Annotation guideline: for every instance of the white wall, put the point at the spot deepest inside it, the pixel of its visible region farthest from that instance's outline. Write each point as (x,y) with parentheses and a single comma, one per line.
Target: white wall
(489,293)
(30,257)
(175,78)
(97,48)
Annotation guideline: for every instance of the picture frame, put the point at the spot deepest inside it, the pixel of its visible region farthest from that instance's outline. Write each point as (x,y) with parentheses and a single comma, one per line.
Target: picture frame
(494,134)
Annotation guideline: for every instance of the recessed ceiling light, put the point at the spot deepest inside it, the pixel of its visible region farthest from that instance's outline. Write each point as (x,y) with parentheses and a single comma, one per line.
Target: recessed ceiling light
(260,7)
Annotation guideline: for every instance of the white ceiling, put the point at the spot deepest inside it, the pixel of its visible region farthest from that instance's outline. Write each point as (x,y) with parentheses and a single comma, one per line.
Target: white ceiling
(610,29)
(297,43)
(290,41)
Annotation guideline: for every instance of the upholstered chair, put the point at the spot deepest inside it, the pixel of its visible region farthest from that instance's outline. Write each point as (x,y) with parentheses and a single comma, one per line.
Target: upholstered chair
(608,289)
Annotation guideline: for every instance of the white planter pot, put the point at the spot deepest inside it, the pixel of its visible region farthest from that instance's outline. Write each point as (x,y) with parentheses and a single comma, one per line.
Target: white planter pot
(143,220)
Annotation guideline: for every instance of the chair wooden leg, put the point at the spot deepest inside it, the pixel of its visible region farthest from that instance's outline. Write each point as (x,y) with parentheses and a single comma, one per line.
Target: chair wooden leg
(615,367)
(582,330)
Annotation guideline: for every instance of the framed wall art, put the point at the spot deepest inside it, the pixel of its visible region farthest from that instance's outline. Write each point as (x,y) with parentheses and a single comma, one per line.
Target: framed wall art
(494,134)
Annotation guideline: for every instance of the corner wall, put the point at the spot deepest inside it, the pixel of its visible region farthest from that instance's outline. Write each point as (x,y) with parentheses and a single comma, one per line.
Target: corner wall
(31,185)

....

The request:
Write out only the final block of lines, starting at the line with "Annotation guideline: for every instance of the white planter" and running to the end of the material.

The output:
Annotation guideline: for every instance of the white planter pot, put the point at the spot deepest inside it, the pixel of its visible region farthest from that instance's outline. Write each point as (x,y) with parentheses and a single comma, one per line.
Target: white planter pot
(143,220)
Annotation guideline: for every instance of the chair wooden leg, put the point at the spot deepest inside it, the pixel of its visible region farthest from that instance's outline. Write each point as (x,y) with parentheses and a single comma, one per line.
Target: chair wooden leg
(615,367)
(582,330)
Annotation guideline: for every instance of the framed wall art, put the point at the spot deepest inside it, the pixel of its visible region farthest from that instance's outline. Write each point as (x,y) with parentheses and a single comma, one per line.
Target: framed wall art
(494,134)
Annotation guideline: for every instance of the corner wall, put the point at the spot deepest inside it, the pixel of its visible region farthest from that instance's outline. Write each point as (x,y) with parentheses and a single comma, one per line.
Target: corner wall
(31,185)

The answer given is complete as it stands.